_Requirement_
Please set out the material as a Markdown table with the columns Row and Material line, covering everything from its first line through the line with "530], [60, 473]]". Number each line in order and leave out blank lines.

_Data listing_
= = = = = = =
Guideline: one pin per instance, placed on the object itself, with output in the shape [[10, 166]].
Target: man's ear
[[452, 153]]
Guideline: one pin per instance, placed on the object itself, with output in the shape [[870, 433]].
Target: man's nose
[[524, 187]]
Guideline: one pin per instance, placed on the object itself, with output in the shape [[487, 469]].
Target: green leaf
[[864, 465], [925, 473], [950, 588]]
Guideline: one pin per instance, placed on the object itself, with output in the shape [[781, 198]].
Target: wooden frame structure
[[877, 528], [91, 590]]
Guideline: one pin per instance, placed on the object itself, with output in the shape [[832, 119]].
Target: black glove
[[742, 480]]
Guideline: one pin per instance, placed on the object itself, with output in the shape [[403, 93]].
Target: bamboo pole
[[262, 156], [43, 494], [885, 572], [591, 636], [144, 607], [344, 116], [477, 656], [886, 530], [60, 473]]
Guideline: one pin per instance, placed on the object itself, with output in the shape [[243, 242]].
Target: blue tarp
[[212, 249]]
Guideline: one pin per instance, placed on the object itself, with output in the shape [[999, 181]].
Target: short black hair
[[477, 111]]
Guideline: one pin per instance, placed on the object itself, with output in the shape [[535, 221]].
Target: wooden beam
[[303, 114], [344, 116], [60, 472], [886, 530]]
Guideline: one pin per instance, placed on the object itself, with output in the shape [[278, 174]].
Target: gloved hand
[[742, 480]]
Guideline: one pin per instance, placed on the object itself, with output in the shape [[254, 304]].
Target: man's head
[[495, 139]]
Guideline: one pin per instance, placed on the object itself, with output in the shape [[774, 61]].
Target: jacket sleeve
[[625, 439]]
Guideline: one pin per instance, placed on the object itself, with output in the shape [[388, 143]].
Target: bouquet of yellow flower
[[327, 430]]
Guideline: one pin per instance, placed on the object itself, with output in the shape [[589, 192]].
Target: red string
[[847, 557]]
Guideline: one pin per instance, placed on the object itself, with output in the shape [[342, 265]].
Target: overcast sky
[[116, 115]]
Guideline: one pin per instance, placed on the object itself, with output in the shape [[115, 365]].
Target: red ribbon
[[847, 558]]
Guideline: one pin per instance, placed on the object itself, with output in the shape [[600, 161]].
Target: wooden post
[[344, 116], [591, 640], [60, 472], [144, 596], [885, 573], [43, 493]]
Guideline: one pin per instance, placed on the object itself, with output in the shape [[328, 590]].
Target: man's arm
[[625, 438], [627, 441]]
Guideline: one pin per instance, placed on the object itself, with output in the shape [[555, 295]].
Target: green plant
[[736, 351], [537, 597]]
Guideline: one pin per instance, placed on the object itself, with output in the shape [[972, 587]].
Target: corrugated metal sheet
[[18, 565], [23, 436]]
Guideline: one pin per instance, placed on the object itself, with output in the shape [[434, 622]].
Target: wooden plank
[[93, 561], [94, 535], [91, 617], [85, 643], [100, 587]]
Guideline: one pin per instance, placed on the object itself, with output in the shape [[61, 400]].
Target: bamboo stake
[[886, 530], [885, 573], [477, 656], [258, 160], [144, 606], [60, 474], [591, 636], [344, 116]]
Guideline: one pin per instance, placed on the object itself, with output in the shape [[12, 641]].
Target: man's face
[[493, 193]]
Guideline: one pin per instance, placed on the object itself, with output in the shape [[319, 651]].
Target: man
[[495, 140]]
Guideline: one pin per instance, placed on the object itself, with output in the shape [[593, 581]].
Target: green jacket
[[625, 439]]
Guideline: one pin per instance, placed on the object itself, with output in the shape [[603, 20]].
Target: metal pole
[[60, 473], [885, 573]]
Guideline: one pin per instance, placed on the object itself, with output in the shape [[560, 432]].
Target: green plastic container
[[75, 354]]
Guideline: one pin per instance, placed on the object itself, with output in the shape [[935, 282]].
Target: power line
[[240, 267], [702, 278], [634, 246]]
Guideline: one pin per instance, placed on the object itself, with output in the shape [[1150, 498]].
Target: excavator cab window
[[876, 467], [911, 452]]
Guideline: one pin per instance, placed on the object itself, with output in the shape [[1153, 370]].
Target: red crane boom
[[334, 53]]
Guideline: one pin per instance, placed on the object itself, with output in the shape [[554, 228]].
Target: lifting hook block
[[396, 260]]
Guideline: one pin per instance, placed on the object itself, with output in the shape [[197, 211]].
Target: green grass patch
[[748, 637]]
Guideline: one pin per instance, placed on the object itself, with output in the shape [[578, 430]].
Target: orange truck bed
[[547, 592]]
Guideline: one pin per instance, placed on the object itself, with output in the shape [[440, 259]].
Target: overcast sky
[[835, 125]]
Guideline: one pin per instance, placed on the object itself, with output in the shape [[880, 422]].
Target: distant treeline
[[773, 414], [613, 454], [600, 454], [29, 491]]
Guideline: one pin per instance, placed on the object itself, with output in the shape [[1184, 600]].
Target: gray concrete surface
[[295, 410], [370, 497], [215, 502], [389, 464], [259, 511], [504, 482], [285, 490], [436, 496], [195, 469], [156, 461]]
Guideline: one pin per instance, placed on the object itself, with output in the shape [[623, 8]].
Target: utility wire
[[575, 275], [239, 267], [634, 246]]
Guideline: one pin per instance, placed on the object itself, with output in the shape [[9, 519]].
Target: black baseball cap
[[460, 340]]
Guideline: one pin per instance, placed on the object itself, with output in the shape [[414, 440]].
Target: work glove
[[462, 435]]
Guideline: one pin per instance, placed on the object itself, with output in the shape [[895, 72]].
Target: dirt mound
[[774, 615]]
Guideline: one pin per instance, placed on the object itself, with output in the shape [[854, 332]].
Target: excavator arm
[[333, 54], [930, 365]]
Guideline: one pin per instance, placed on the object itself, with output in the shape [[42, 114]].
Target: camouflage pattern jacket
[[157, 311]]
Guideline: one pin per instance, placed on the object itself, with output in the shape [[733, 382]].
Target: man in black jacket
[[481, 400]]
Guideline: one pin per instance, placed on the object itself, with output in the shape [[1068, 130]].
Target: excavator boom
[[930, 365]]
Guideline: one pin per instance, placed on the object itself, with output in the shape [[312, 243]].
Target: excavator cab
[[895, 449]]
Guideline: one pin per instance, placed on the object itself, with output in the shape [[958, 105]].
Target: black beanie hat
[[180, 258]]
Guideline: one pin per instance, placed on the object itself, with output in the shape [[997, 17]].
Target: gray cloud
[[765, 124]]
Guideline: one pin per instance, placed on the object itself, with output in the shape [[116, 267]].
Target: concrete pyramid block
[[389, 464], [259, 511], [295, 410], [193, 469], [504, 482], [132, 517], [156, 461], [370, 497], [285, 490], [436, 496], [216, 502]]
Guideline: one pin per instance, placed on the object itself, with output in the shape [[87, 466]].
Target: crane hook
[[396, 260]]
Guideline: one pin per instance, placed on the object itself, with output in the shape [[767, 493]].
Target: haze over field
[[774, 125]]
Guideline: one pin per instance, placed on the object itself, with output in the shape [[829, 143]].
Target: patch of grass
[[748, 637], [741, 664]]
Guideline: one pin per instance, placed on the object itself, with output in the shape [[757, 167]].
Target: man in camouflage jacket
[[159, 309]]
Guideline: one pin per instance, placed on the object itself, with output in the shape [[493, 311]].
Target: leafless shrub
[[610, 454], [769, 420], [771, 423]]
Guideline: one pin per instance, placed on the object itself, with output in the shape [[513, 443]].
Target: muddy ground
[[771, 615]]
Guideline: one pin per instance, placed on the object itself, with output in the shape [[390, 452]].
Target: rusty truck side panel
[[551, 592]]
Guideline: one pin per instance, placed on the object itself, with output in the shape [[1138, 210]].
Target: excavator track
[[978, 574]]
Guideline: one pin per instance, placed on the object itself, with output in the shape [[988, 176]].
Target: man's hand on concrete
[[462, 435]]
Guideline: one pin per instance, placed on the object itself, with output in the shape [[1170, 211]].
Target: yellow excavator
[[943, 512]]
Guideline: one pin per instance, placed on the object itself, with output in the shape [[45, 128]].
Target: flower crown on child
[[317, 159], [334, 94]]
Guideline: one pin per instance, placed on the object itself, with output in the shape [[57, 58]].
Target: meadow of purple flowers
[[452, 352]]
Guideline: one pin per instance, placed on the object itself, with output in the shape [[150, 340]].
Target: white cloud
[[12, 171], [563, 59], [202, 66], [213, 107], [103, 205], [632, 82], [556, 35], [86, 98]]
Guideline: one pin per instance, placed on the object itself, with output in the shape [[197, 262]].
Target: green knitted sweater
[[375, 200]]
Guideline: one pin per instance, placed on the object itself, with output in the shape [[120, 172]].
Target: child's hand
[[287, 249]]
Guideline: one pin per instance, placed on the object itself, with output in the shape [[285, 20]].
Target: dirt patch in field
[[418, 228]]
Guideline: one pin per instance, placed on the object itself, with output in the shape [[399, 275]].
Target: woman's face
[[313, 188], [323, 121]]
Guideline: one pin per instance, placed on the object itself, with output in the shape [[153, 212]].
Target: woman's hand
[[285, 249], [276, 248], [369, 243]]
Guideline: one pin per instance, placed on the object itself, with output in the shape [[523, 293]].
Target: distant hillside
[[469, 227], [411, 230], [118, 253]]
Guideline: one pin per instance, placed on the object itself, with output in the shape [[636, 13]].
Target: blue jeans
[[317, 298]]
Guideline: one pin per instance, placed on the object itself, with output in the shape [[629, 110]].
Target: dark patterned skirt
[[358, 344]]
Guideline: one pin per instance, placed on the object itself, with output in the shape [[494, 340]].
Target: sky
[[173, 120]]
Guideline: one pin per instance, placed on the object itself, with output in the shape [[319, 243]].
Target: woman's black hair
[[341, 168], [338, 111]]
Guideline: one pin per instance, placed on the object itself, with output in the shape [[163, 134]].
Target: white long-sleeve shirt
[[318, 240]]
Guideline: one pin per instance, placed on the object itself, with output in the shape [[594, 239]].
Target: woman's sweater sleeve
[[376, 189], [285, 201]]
= = = = = = =
_Exercise solution_
| Row | Material line |
|---|---|
| 1 | Guideline: one pin per instance, placed on the object itself, with output in the shape [[10, 166]]. |
| 2 | Target: man's ear |
| 3 | [[452, 153]] |
| 4 | Guideline: one pin per instance, placed on the object itself, with output in the shape [[870, 433]]. |
| 5 | Target: man's nose |
| 6 | [[524, 187]] |
| 7 | Guideline: one pin per instance, placed on the object itself, with output in the shape [[487, 469]]. |
| 8 | Target: green leaf |
| 9 | [[864, 465], [925, 473], [950, 588]] |
| 10 | Guideline: one pin per instance, placed on the object itself, with output in the shape [[781, 198]]. |
| 11 | Target: wooden frame structure |
| 12 | [[877, 528], [91, 590]] |
| 13 | Guideline: one pin per instance, placed on the object itself, with output in the shape [[832, 119]]. |
| 14 | Target: black glove |
| 15 | [[742, 480]] |
| 16 | Guideline: one pin per instance, placed on the object itself, with output in the shape [[403, 93]]. |
| 17 | Target: bamboo pole |
| 18 | [[262, 156], [43, 494], [885, 572], [591, 636], [144, 607], [344, 116], [477, 656], [886, 530], [60, 473]] |